**Prompt:**
Report every line of the rows below that contains the string "window", copying each such line in full. Matching is case-sensitive.

**Records supplied:**
___
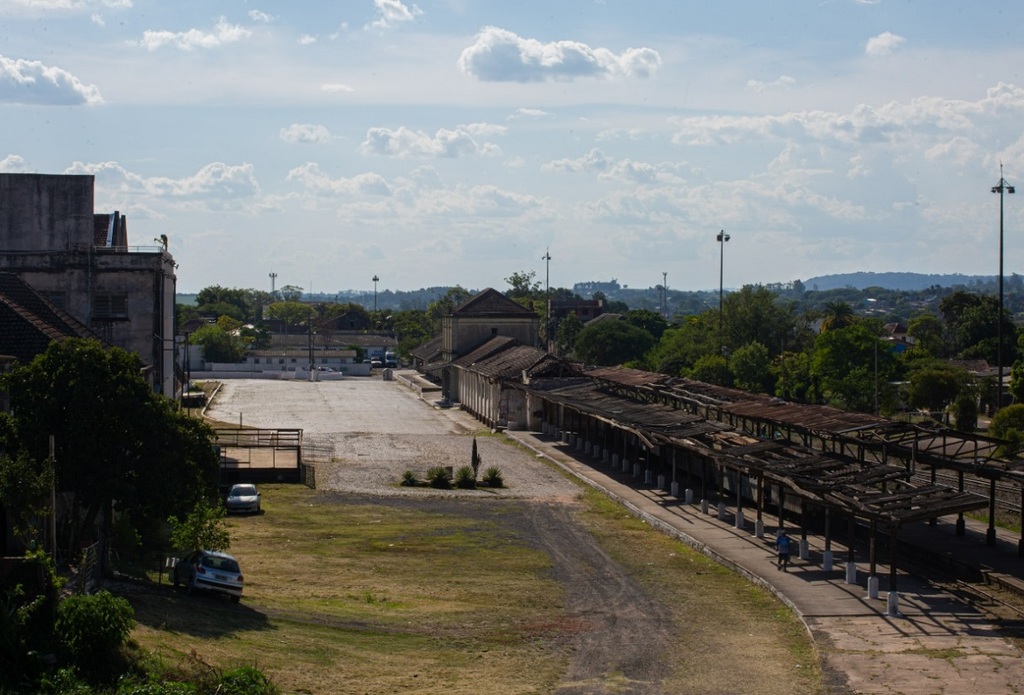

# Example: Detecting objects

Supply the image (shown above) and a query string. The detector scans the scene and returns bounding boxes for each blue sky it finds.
[0,0,1024,293]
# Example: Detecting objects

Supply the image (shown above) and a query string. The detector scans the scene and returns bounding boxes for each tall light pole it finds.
[715,229,729,354]
[541,249,551,350]
[992,168,1016,411]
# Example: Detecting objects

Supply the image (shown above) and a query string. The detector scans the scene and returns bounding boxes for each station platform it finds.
[505,430,1024,695]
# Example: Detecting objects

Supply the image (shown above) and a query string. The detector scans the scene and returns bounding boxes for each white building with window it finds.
[0,174,176,396]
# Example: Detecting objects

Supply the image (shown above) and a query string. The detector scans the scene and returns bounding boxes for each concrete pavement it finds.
[499,416,1024,695]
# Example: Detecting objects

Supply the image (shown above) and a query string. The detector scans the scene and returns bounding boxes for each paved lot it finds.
[203,380,1024,695]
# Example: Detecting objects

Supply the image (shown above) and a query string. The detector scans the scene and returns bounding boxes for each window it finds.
[92,292,128,318]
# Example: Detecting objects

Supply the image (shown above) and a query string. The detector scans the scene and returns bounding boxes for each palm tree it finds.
[821,302,857,333]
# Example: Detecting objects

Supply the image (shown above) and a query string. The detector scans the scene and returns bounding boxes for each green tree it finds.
[729,342,775,393]
[555,313,583,355]
[988,403,1024,457]
[573,320,654,366]
[624,309,669,341]
[907,312,949,357]
[167,499,231,553]
[811,323,898,412]
[189,323,246,363]
[646,311,718,376]
[0,339,219,550]
[821,302,857,332]
[686,354,732,386]
[907,362,968,412]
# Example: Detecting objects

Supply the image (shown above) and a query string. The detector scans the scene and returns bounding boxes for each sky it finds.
[0,0,1024,294]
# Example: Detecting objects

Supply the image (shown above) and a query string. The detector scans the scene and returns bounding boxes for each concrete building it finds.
[0,174,176,396]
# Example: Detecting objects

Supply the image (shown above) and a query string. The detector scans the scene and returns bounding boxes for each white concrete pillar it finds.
[846,562,857,584]
[886,592,902,618]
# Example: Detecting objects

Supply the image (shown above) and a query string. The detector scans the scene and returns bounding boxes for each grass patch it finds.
[123,485,820,695]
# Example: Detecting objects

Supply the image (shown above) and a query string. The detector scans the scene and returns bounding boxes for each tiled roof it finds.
[452,288,536,317]
[453,336,572,379]
[0,273,99,361]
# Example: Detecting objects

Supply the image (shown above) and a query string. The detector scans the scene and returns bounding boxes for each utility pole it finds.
[541,247,551,351]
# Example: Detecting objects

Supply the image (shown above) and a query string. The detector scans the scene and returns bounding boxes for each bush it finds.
[427,466,452,490]
[481,466,505,487]
[54,592,135,679]
[217,666,281,695]
[455,466,476,490]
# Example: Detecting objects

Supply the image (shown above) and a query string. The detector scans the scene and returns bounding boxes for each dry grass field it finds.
[121,485,821,695]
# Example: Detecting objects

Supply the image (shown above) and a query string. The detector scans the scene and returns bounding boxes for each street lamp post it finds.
[992,163,1016,419]
[715,229,729,354]
[541,249,551,351]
___
**Response:**
Supply the image (shown above) and a query string. The detector scans the scene and returns bounding boxes for each white building with window it finds.
Supply the image (shown above) and a query string. The detector scans the scene and returns bounding boxes for each window it finds.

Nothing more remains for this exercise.